§ **Kutipan Teks**:
^^^^^^^^

Beredarnya makanan berbahaya dan beracun dapat dipastikan akibat empat hal: pengawasan yang lemah, penegakan hukum (sanksi), kesadaran masyarakat masih rendah, dan kemampuan daya beli masyarakat (ekonomi). Terkait pengawasan, peran penegak hukum sangat penting. Setidaknya, hukuman bagi mereka yang terbukti memproduksi atau mengedarkan makanan berbahaya haruslah sanksinya tegas untuk memberikan efek jera.
Berbagai regulasi yang dianggap penting telah disahkan untuk memberi legitimasi hukum dan moral bagi konsumen yang mengonsumsi barang dan atau jasa. Seperti UU No 8 Tahun 1999 tentang Perlindungan Konsumen Pasal 4 butir b menegaskan, "Bahwa konsumen berhak atas informasi yang benar, jujur dan tidak diskriminatif terhadap berbagai barang dan atau jasa yang dikonsumsi oleh konsumen."
UU Pangan No 8 Tahun 2012 menyebutkan di Pasal 1 ayat (5), "Keamanan pangan adalah kondisi dan upaya yang diperlukan untuk mencegah pangan dari kemungkinan cemaran biologis, kimia, dan benda lain yang dapat mengganggu, merugikan, dan membahayakan kesehatan manusia serta tidak bertentangan dengan agama, keyakinan, dan budaya masyarakat sehingga aman untuk dikonsumsi."
Selanjutnya, Pasal 69 (g) menyebutkan, "Penyelenggaraan keamanan pangan dilakukan melalui jaminan produk halal bagi yang dipersyaratkan." Demikian juga Pasal 101 ayat (1) menyebutkan, "Setiap orang yang menyatakan dalam label bahwa pangan yang diperdagangkan adalah halal sesuai dengan yang dipersyaratkan bertanggung jawab atas kebenarannya."
Inilah asas sukarela halal: yang menyatakan halal wajib mengajukan sertifi-kasi halal. Hal ini sesuai dengan kelaziman internasional yang diatur dalam General Guidelines for Use of the Term "Halal" Codex Alimentarius Commision (CAC/GL 24-1997) bahwa penggunaan label halal merupakan klaim dan bila produsen klaim produknya halal harus memenuhi ketentuan sesuai hukum Islam.
Bahkan secara eksplisit dalam UU Jaminan Produk Halal di Pasal 26 (1) disebutkan, "Pelaku usaha yang memproduksi produk dari bahan yang berasal dari bahan yang diharamkan dikecualikan dari mengajukan permohonan sertifikat halal." Bunyi Pasal ini tentu harus diinterpretasikan bahwa haram itu termasuk makanan yang merusak organ tubuh tidak boleh diperdagangkan di wilayah Indonesia.
Karena itu, sudah saatnya pemerintah melakukan pengawasan ketat terhadap makanan yang beredar di sekitar kita demi menjauhkan dan menjaga generasi untuk tidak terkontaminasi berbagai makanan yang dijajakan atau yang dijual di kawasan sekolah, seperti makanan atau minuman yang mengandung zat pewarna.

^^^^^^^^

§ **Tugas Anda**: Bisakah Anda mengutip bagian teks tentang keamanan pangan yang diawali kata-kata "Karena itu, sudah" dan ditutup dengan "mengandung zat pewarna.", tanpa mengubah satu kata pun? Catatan yang disertakan tidak ada hubungannya dengan teks tentang keamanan pangan.

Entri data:

^^^^^^^^

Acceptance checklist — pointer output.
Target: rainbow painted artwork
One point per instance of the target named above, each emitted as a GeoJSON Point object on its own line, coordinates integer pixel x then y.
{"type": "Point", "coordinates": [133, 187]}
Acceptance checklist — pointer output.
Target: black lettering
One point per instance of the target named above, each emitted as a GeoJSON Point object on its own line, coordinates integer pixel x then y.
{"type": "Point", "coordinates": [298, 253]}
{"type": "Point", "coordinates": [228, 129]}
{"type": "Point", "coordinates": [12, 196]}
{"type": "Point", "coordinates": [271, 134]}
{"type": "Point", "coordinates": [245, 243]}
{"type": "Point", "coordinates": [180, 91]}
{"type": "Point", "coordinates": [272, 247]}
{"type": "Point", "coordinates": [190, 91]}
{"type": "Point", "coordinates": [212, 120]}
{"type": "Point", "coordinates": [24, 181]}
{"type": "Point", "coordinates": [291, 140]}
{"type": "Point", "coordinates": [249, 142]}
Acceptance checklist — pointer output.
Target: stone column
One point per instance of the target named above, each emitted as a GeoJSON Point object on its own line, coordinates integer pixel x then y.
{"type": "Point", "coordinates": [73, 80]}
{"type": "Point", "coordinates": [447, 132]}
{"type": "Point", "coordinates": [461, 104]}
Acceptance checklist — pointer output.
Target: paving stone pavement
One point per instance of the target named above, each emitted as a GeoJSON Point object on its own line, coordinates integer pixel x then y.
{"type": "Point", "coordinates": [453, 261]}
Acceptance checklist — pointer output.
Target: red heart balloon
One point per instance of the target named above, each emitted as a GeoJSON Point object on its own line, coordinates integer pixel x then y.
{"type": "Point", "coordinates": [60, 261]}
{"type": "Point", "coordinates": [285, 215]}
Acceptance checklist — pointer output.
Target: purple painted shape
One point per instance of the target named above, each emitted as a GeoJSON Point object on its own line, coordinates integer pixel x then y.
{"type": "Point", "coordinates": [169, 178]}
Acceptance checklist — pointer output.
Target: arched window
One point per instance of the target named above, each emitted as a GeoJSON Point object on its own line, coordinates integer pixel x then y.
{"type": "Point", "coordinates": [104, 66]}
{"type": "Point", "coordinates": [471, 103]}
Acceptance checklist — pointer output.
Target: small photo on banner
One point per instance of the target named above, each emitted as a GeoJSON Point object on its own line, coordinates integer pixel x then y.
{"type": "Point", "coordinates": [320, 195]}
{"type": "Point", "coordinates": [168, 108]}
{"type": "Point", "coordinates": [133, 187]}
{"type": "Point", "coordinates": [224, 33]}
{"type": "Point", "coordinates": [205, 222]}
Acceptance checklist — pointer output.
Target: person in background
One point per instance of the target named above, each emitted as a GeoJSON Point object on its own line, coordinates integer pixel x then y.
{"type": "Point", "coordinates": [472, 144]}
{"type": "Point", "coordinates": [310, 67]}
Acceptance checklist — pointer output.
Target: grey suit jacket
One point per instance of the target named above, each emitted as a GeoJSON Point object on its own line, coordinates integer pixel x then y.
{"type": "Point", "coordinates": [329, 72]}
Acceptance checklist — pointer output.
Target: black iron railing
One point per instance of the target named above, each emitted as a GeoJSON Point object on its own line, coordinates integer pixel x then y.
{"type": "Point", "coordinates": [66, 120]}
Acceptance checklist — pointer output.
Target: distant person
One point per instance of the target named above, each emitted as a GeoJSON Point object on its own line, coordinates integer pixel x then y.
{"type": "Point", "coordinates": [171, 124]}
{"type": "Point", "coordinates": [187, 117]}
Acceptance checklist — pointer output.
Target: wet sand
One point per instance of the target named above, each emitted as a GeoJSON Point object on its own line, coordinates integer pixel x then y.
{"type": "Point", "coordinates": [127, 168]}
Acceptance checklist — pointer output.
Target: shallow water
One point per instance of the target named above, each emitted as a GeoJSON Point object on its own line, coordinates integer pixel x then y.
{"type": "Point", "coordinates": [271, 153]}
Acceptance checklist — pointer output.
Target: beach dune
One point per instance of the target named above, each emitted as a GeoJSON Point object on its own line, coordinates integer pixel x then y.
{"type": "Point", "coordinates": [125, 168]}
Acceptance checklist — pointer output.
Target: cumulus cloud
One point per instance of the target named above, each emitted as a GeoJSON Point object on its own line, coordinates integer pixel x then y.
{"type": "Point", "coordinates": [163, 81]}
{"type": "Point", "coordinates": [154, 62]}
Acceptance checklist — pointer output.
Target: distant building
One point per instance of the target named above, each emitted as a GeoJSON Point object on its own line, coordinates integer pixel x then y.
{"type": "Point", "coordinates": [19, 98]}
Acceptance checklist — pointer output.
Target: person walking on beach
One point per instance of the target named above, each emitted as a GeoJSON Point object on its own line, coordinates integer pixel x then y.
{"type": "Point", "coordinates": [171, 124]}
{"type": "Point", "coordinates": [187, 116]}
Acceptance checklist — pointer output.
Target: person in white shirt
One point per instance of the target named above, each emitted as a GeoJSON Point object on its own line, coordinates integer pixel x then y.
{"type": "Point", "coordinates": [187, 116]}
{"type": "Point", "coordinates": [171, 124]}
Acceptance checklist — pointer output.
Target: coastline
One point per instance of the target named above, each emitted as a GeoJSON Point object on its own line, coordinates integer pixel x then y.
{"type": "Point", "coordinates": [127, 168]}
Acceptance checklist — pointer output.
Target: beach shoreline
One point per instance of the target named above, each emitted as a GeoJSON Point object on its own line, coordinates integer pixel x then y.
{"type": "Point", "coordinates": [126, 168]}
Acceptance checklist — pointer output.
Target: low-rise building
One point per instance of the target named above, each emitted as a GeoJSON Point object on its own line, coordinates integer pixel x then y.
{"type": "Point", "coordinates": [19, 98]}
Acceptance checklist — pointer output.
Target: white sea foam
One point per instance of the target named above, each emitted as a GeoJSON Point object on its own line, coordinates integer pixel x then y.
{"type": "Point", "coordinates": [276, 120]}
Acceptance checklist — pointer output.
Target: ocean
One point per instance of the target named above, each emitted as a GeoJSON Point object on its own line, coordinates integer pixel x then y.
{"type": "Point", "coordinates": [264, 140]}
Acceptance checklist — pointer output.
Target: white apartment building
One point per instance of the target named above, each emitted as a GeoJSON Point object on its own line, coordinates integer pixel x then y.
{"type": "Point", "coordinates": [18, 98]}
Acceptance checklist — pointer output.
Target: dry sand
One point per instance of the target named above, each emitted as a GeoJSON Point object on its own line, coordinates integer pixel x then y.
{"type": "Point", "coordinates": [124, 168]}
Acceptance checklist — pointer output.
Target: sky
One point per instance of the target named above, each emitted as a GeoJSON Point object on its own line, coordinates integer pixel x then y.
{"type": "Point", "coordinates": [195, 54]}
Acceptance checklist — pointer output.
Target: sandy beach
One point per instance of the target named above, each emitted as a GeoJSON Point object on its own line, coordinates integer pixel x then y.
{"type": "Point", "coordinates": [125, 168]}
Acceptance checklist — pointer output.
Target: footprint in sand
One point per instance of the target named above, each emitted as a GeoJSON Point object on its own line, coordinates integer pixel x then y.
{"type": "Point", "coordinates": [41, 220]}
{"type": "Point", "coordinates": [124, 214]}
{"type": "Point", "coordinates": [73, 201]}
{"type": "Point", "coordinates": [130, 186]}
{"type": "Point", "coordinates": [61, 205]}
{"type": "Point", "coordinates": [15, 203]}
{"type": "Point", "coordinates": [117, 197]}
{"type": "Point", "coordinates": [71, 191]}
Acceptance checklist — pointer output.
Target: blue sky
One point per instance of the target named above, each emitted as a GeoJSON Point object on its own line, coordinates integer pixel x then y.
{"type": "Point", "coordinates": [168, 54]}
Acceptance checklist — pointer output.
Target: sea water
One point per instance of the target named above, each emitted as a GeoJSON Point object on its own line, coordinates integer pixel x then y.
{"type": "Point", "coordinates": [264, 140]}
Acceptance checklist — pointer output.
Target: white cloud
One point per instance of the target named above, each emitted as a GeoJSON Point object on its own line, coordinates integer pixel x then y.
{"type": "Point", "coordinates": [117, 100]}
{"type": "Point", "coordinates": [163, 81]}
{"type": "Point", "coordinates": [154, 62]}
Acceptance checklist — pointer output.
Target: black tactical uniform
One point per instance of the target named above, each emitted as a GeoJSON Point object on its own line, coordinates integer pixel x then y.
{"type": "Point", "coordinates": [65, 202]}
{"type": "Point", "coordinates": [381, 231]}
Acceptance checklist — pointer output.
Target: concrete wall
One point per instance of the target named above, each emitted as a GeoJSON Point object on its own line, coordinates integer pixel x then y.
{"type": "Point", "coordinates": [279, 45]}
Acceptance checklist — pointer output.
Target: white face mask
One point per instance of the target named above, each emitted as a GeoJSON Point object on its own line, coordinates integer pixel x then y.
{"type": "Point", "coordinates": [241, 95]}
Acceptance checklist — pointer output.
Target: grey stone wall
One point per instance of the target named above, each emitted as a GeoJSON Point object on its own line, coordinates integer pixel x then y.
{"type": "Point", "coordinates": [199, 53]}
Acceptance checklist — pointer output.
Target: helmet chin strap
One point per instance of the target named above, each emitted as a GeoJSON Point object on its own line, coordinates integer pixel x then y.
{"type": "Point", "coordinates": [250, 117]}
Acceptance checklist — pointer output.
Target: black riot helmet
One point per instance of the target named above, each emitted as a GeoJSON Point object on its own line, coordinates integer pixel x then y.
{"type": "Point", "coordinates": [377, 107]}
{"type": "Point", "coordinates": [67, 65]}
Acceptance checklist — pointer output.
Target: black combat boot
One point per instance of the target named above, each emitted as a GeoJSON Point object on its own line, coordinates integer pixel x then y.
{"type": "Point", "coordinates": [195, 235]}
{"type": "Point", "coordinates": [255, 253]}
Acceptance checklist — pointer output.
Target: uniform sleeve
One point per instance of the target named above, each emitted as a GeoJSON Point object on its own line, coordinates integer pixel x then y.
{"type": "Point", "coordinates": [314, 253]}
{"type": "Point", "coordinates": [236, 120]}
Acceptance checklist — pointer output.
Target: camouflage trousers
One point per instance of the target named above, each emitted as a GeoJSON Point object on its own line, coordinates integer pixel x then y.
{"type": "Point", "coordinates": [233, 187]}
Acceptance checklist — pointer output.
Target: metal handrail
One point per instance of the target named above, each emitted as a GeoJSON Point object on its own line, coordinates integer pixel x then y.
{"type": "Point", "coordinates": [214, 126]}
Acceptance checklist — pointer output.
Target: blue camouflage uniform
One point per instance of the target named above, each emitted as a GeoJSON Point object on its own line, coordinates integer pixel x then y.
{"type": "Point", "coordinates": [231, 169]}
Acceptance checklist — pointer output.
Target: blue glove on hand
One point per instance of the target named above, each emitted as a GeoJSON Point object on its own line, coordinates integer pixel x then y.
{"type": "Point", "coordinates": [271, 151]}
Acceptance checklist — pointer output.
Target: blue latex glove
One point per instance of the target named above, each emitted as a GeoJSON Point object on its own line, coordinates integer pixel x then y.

^^^^^^^^

§ **Hasil**:
Karena itu, sudah saatnya pemerintah melakukan pengawasan ketat terhadap makanan yang beredar di sekitar kita demi menjauhkan dan menjaga generasi untuk tidak terkontaminasi berbagai makanan yang dijajakan atau yang dijual di kawasan sekolah, seperti makanan atau minuman yang mengandung zat pewarna.